==== Raw records

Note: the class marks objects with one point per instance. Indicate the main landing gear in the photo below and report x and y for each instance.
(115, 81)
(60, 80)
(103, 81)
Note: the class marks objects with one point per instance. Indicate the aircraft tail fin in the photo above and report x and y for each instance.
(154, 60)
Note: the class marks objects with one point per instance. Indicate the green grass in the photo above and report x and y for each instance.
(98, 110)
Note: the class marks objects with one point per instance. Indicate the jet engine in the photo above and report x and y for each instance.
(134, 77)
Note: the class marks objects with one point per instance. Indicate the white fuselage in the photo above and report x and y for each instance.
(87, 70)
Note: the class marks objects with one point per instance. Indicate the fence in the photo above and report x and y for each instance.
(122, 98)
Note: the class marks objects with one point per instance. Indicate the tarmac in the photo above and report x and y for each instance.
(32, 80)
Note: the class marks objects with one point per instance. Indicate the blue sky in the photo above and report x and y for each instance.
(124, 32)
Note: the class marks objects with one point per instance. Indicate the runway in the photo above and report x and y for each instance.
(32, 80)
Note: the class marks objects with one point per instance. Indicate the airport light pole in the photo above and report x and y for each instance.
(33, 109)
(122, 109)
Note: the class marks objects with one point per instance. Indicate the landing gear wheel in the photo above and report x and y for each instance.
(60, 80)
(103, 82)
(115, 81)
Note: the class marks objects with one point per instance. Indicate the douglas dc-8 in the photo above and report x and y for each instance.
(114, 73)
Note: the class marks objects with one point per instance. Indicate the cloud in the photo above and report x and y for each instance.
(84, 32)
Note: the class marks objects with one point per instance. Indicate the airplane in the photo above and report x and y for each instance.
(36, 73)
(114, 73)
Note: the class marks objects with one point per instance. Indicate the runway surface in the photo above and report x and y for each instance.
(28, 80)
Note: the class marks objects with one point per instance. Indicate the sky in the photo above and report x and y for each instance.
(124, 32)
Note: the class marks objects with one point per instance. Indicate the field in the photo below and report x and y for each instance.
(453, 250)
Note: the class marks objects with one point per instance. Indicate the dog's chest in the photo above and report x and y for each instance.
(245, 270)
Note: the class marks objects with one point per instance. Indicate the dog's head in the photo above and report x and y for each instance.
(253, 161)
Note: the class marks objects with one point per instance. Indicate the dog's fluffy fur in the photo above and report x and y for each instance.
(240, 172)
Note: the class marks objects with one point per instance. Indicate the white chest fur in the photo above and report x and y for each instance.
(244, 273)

========

**Your instructions**:
Extract every line of the listing above and reproduce each one without alteration.

**Result**:
Note: the class marks objects with one point per instance. Indicate the main landing gear in the photo below and report x and y for each instance.
(115, 81)
(60, 80)
(103, 81)
Note: the class marks objects with one point per instance. Indicate the aircraft tail fin in the photo above and report x and y for each instance.
(154, 60)
Note: the class marks objects with one point per instance. Indicate the green grass in the photo above and report x and y for each instance.
(98, 110)
Note: the class marks objects with one point per instance. Indicate the jet engine in the photo above and report x and y for each instance.
(134, 77)
Note: the class marks objects with one point per instance. Indicate the white fuselage in the photo above and report x and y for each instance.
(87, 70)
Note: the class marks objects with one point per instance. Indicate the fence in the photo above and report x and y for each instance.
(122, 98)
Note: the class marks objects with one point per instance. Indicate the tarmac in the photo above and report x and y for each instance.
(32, 80)
Note: the class marks objects with one point per instance. Indicate the blue sky in the photo above and report x and y for each instance.
(124, 32)
Note: the class marks objects with one point per instance. Indicate the runway in the photo above and report x and y for each instance.
(32, 80)
Note: the class marks objects with one point per instance. Indicate the airport light pole in the photo above and report x and y for each instance.
(33, 109)
(122, 109)
Note: the class marks objects with one point per instance. Indicate the landing gear wheel in the photo above and report x and y for each instance.
(60, 80)
(103, 82)
(115, 81)
Note: the class marks objects with one point per instance. Indicate the douglas dc-8 in the photo above and report x and y for each instance.
(114, 73)
Note: the class marks objects with one point per instance. Indicate the cloud in the photo above and report x and y for each instance.
(84, 32)
Note: the class marks objects with one point per instance. Indicate the airplane in the photo above and report x and y for each instance.
(36, 73)
(114, 73)
Note: the class marks objects with one point per instance. Indicate the runway surface in the photo above and report x and y for each instance.
(28, 80)
Note: the class marks objects with one point per instance. Indicate the sky in the photo above and report x and y for each instance.
(124, 32)
Note: the class marks objects with one point per instance. Indicate the field in the photo below and report x and y for each instance.
(453, 250)
Note: the class marks objects with one point per instance. Indicate the dog's chest in the photo above and report x and y for each instance.
(245, 270)
Note: the class marks objects with one point per instance. Indicate the dog's head in the photo above and report x and y for each instance.
(253, 161)
Note: the class marks objects with one point per instance. Indicate the dog's fluffy fur in the photo above and report x and y for each instance.
(240, 172)
Note: the class marks objects with one point per instance. Indicate the white chest fur in the photo above and report x and y for each instance.
(244, 273)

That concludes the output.